TEXT PASSAGE:
-------

There are many books discussing the configuration and administration of an 
Apache Server (See for example, Linux Apache Web Server Administration 
(Linux Library) by Charles Aulds, Sybex, Nov. 2000.), which can be 
purchased online or from a local bookstore. The Apache Software 
Foundation (http://www.apache.org/) web site contains plenty information 
of the server and related projects. 
    After you have learnt the HTTP basics, you have to learn about HTTPS, 
which utilizes SSL (Secure Socket Layer) to transmit data in a secure way; 
this prepares you to conduct secure e-commerce (see 
http://www.openssl.org). These are foundations of your knowledge of the 
Apache server and after you have acquired the basic concepts, you should be 
able to construct a fancy personal web site. However, your knowledge is not 
enough to build a serious commercial site.
     One crucial topic about Apache that you need to learn is write modules to 
extend it; there's a good book on this written by Stein & MacEachern (L. 
Stein, and D. MacEachern, Writing Apache Modules with Perl and C, 
O'Reilly & Associates, 1999.) Writing apache modules let you go beyond 
simple CGI scripting; apache modules provide performance many times 
greater than the fastest conventional CGI scripts. By utilizing the Apache 
API, you can make your modules memory-leak proof. You can develop 
Apache modules to process images, making secure transactions, streaming 
data or adding many innovative features that you can think of. One may also 
achieve these functionalities using Java Servets but the Apache modules 
approach gives you much better performance and robustness. It may take 
you about six months to master the Apache basics.

-------

Records of labeled regions:
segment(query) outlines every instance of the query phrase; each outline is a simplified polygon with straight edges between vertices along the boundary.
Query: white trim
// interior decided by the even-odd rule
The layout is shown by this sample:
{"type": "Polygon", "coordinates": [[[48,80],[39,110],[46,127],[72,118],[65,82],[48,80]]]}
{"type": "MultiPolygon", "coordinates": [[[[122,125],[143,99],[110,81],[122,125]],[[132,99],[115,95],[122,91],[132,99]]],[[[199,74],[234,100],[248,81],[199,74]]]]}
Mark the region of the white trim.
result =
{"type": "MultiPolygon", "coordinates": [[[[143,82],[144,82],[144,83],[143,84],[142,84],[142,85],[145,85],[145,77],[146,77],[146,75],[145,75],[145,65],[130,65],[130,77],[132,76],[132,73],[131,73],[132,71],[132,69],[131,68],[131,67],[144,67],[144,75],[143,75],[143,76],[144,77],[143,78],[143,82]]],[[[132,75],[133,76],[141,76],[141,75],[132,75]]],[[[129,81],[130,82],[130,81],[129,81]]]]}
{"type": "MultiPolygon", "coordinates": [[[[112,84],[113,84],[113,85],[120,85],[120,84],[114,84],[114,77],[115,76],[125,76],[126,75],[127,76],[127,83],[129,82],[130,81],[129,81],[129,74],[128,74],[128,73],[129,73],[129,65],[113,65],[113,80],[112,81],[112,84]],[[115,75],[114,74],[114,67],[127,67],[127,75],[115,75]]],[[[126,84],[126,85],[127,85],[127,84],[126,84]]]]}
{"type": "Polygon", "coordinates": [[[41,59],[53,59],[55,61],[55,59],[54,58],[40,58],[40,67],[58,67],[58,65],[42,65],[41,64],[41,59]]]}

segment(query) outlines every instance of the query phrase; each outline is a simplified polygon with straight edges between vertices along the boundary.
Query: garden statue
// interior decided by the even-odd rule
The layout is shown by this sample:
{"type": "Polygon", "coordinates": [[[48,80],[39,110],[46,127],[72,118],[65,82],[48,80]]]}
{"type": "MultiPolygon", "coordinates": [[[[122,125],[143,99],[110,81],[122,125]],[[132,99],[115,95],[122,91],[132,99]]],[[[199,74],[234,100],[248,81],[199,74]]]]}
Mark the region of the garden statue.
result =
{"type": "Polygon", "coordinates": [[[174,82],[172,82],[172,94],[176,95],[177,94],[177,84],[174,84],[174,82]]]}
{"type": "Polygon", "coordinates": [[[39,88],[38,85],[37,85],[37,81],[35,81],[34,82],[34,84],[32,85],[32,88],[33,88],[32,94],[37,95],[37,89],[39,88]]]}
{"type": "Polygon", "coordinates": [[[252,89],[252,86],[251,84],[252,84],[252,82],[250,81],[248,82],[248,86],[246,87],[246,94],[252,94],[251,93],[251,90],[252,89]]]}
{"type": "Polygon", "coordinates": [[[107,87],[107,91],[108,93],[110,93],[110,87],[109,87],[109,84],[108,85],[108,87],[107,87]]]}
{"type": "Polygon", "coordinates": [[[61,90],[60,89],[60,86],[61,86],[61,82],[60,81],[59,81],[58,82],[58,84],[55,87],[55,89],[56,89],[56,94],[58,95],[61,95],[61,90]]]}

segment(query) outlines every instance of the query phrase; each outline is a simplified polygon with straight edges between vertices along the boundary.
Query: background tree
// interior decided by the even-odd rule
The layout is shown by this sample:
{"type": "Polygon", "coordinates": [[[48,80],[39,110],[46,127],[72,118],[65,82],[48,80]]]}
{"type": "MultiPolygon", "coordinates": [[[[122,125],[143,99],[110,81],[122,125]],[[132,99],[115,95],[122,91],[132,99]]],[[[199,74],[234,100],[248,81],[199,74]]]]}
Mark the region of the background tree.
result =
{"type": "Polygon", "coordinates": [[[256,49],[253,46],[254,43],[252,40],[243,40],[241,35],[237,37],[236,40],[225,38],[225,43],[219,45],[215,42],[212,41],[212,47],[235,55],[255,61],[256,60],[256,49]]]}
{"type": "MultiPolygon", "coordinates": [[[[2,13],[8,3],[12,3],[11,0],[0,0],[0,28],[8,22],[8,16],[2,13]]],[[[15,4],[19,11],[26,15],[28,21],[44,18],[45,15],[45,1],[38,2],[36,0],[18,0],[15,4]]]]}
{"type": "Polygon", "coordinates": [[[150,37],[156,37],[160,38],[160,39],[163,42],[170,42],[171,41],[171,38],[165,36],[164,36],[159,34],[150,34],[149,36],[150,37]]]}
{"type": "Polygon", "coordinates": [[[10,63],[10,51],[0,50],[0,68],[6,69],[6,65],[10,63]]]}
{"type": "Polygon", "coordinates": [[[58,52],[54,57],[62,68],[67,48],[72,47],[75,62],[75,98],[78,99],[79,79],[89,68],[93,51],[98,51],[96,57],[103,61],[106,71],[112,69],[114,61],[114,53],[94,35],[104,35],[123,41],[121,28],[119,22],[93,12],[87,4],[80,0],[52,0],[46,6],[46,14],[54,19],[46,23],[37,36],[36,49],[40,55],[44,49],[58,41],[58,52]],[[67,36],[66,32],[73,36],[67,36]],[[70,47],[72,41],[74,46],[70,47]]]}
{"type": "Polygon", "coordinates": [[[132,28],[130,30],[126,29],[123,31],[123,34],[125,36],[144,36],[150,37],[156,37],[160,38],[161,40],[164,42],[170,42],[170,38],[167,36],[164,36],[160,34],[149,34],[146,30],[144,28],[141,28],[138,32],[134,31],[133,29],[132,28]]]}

-------

EXERCISE SET:
1: Retype the passage on the Apache server word for word, starting at "One crucial topic" and ending at "the Apache basics.".
2: Pick out every line of the listing that contains the string "background", treating uppercase and lowercase as different.

EXPECTED ANSWERS:
1:
One crucial topic about Apache that you need to learn is write modules to 
extend it; there's a good book on this written by Stein & MacEachern (L. 
Stein, and D. MacEachern, Writing Apache Modules with Perl and C, 
O'Reilly & Associates, 1999.) Writing apache modules let you go beyond 
simple CGI scripting; apache modules provide performance many times 
greater than the fastest conventional CGI scripts. By utilizing the Apache 
API, you can make your modules memory-leak proof. You can develop 
Apache modules to process images, making secure transactions, streaming 
data or adding many innovative features that you can think of. One may also 
achieve these functionalities using Java Servets but the Apache modules 
approach gives you much better performance and robustness. It may take 
you about six months to master the Apache basics.

2:
Query: background tree
Mark the region of the background tree.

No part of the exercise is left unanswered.